**Passage shown:**
And if the latter is true—how far will his fellow Republicans and constituents let him go before shouting enough is enough? I for one would not shed a tear if Delay were brought down and brought do hard.
The powerful Congressman from Texas has been admonished three times over the last year for official misconduct by the House ethics committee, but still he seems to remain as powerful as ever, suggesting that Republican Party’s claim to the moral high ground on ethics is lodged deep within the bosom of hypocrisy. And once again Tom Delay is in the news for allegedly violating House ethics rules by taking a trip sponsored by foreign interests.
And yet the ten member (five Republicans and five Democrats) House ethics committee formally the Committee on Standards of Official Conduct, is powerless to act because of rules changed pushed by Delay’s political toady House Speaker J. Dennis Hastert (R-Ill.)—who I am ashamed to say represents my district in Illinois—who recently replaced the chairman and two other Republican members, with Congressmen more loyal to the leadership. Then came the rule changes pushed by the Republican leadership that make it impossible for the committee to investigate a member of the House for wrong-doing without a majority vote. The rules used to stipulate that in the event of a tie an investigation would be triggered thereby upholding the bi-partisan flavor of the body.
The rule changes have effectively stalemated the committee and allowed Tom Delay to thwart the system set up to weed out those who would abuse their power. The committee’s ranking Democrat, Rep. Alan B. Mollohan (W.Va.), said recently in an interview that
"[T]hese rules undermine the ability of the committee to do its job…an ethics committee has to do a good job if it's going to do any job at all."He made these remarks after the committee met, stalemated, and fail to agree to start an investigation into Delay’s latest violations of House ethics rules.
These are far from Delay’s only flirtation with lapse ethics. In Texas, three of his close associates have been indicted on charges of illegal corporate campaign contributions and money laundering by Travis County District Attorney Ronnie Earle, based in Austin. It is alleged that most of the money was raised from corporations in 2002 and fueled the now famous (infamous if you are a Democrat) Republican takeover of the Texas legislature. Such contributions are a violation of Texas state law.

**What the exercise asks:**
For each statement, answer yes or no to whether the Tom Delay commentary supports it, and quote the words from the commentary that decide it.
1. The House ethics committee has ten members, split evenly between Republicans and Democrats.
2. Under the earlier rules, a tie vote on the committee blocked an investigation.
3. Three of Delay's close associates have been indicted in Texas.
The items that come after the Tom Delay commentary play no part here.

**Extracted information:**
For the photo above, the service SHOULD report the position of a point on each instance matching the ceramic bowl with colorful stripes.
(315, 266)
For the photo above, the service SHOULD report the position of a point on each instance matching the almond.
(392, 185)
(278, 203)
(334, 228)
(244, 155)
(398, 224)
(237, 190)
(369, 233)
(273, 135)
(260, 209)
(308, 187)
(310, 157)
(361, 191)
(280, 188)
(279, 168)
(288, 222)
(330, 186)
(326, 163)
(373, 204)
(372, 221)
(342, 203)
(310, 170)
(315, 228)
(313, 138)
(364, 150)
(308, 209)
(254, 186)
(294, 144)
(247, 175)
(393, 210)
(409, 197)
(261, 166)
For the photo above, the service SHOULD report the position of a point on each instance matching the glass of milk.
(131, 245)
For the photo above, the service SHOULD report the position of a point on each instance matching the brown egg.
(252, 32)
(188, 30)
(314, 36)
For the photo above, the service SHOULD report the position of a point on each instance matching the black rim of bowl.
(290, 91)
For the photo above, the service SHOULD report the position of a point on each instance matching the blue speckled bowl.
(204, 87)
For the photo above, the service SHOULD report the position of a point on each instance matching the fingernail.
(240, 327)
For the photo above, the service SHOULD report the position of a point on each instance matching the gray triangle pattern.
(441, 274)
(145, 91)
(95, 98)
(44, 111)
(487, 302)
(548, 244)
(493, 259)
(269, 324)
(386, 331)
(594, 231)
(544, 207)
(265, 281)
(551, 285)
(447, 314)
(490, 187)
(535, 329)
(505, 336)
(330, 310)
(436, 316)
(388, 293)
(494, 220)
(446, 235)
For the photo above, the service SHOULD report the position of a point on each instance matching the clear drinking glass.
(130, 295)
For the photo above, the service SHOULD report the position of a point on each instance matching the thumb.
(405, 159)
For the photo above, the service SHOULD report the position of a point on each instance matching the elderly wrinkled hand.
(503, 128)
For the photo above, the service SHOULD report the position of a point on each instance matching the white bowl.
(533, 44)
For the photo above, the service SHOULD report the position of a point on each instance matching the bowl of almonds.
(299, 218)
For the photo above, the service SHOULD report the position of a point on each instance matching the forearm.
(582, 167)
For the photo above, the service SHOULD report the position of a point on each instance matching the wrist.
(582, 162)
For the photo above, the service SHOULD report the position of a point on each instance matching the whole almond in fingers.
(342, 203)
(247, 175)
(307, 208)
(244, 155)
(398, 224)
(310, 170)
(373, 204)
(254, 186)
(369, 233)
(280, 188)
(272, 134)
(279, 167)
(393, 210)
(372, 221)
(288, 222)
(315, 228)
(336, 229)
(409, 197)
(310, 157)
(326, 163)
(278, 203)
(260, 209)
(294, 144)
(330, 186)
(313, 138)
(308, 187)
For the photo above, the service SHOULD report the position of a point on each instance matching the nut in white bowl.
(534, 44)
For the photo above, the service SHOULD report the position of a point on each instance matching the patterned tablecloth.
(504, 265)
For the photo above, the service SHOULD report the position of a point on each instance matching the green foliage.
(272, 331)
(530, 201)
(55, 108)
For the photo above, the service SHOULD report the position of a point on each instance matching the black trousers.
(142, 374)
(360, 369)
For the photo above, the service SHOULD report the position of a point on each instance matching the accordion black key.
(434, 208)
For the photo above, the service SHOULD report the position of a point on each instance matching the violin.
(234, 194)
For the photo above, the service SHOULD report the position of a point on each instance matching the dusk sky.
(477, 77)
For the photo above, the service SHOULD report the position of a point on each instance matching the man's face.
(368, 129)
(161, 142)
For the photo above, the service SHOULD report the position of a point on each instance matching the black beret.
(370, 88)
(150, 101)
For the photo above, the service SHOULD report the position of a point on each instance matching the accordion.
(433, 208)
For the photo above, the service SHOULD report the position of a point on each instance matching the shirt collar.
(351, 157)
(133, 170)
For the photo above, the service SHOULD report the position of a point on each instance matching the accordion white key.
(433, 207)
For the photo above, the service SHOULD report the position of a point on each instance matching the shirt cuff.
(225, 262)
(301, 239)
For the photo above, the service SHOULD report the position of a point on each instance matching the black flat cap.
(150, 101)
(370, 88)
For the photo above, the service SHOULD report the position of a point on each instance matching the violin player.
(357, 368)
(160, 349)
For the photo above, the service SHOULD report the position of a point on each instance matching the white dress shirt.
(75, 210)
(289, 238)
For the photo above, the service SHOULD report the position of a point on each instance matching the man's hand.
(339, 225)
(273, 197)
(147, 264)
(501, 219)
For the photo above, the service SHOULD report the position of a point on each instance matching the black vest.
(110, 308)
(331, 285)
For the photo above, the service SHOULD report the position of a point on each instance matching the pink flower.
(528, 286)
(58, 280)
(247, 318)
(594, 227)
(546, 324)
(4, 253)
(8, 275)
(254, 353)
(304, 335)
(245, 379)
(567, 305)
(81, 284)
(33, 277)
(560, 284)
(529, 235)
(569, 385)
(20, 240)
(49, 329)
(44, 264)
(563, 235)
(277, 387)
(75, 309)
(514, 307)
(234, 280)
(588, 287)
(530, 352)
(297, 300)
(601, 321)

**Reply:**
1. Yes: "the ten member (five Republicans and five Democrats) House ethics committee"
2. No: "The rules used to stipulate that in the event of a tie an investigation would be triggered"
3. Yes: "three of his close associates have been indicted on charges of illegal corporate campaign contributions and money laundering"